* REQUIREMENT A
Answer these questions using the DevOps excerpt:
(i) Which version control system does the Code stage name as an example?
(ii) Which deployment strategy does the Deploy stage describe?
(iii) Which kinds of tests does the automated build process typically run?

* EXCERPT
++++

To really understand how DevOps can be useful to the virtualisation administrator, we have to take a look at what DevOps is, what problems it tries to solve, and how it solves them. Wikipedia describes DevOps as:

a set of practices that combines software development (Dev) and information-technology operations (Ops) which aims to shorten the systems development life cycle and provide continuous delivery with high software quality

Although the finer points of DevOps can be subjective, most definitions agree that broadly DevOps should have the following benefits:

  • Minimise the time to deliver value – that is, to deliver a request in the shortest amount of time possible
  • Faster release cycles – smaller, more frequent release cycles
  • Continuous, iterative improvements
  • Reduced failures and rollbacks
  • Faster resolution and earlier detection of problems

The DevOps Cycle

The DevOps cycle

The DevOps cycle is a continuous loop, broken down into various stages. There are differing definitions of the stages, but the majority seem to converge on

  1. Plan
    • Gather requirements to define a product roadmap consisting of epics, features, user stories.
    • Create a backlog of tasks that reflect the gathered requirements.
    • Define sprints to plan which work should be completed in a set time period.
  2. Code
    • The developers begin writing the code to deliver the tasks that are part of the sprint.
    • Manage the code using a version control system like Git.
  3. Build
    • Commit code to a shared repository and merged with the existing codebase.
    • There may be a lightweight peer review at this point to catch obvious errors.
    • Trigger an automated process to build the new codebase and run a series of tests, typically unit tests, integration tests and smoke tests.
  4. Test
    • Deploy a staging environment using infrastructure as code to ensure a consistent test environment.
    • Execute automated and manual testing, such as security and vulnerability scanning, and user acceptance testing.
  5. Release
    • There’s now a high level of confidence in the code and it can be released to production.
    • Depending on the maturity of the organisation in DevOps terms, a pipeline may release new builds to production automatically. Alternatively, you can use feature flags, scheduled releases, or manual approval processes.
  6. Deploy
    • Released builds are now ready to deploy to the production environment, which should also be managed using the same infrastructure as code as the staging environment to assure the released build will be successful.
    • Using a green/blue deployment strategy to deploy in parallel with the existing production environment, and seamlessly switch to the new codebase. Switch users back to the previous environment in the event that the release introduces an issue and until a fix is released.
  7. Operate
    • Now that the code is live, capture information from the operations team, the hosting provider and the users.
    • Users should have a mechanism to provide feedback from within the platform.
    • The operations team, or the hosting provider, may configure auto-scaling based on the application load.
  8. Monitor
    • Capture performance metrics, logging data and errors.
    • Feed this data, and the data captured during the operate phase back into the next planning phase.
    • You can also capture any inefficiencies in the pipeline itself at this stage.

++++

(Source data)
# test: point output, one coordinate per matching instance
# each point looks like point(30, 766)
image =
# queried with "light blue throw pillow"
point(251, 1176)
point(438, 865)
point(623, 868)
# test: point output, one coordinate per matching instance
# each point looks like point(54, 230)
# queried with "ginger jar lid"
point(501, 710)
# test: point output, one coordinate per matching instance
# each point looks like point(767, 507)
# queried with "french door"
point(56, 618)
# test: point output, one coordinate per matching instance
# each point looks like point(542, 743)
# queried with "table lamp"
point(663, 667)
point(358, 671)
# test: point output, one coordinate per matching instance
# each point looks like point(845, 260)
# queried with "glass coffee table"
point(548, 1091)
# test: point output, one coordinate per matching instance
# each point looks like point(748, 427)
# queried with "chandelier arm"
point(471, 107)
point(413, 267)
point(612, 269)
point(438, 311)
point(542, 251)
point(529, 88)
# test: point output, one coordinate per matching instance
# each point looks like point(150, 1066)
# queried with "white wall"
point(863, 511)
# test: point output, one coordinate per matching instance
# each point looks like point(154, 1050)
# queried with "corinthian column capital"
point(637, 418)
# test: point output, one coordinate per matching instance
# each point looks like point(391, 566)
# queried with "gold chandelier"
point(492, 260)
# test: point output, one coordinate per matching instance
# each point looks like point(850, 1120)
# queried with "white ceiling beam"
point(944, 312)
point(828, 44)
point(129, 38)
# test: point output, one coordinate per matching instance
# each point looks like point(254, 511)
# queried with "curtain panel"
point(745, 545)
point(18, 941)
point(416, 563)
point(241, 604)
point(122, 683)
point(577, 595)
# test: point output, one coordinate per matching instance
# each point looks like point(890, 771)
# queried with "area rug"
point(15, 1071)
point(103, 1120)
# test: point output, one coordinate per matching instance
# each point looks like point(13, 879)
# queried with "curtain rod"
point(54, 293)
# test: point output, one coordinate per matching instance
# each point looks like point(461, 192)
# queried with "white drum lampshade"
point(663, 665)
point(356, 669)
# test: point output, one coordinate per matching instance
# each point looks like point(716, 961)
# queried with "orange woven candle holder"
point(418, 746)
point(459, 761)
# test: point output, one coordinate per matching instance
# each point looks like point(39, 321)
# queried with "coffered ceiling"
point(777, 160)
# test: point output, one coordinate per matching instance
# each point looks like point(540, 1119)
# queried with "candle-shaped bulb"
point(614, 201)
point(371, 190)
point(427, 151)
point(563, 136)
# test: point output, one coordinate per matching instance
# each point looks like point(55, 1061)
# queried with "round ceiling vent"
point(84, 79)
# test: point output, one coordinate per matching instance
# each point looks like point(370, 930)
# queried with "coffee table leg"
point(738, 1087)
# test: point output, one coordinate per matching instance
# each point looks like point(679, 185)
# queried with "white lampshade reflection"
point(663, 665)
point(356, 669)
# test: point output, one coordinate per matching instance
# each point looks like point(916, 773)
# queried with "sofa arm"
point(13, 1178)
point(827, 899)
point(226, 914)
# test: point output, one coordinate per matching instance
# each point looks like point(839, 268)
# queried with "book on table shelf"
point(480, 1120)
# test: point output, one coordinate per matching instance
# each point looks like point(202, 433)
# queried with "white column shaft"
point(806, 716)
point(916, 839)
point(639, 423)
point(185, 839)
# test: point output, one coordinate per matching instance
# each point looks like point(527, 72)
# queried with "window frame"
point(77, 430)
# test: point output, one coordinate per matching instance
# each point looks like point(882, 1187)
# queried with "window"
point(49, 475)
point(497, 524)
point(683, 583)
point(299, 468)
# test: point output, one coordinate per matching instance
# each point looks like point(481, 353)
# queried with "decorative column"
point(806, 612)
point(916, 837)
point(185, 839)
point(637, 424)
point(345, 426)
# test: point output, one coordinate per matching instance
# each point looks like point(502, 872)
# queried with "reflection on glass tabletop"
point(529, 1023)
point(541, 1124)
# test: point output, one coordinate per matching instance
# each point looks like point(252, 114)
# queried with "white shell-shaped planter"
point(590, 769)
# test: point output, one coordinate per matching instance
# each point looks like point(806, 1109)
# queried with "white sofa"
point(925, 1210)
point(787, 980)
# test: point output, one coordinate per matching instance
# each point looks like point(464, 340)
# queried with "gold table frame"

++++

* REQUIREMENT B
Rewrite the listing from its first line up to and including the line containing "point(501, 710)", changing "queried with" to "searched for" and keeping everything else the same.

* EXPECTED ANSWER A
(i) Git
(ii) A green/blue deployment strategy
(iii) Unit tests, integration tests and smoke tests

* EXPECTED ANSWER B
# test: point output, one coordinate per matching instance
# each point looks like point(30, 766)
image =
# searched for "light blue throw pillow"
point(251, 1176)
point(438, 865)
point(623, 868)
# test: point output, one coordinate per matching instance
# each point looks like point(54, 230)
# searched for "ginger jar lid"
point(501, 710)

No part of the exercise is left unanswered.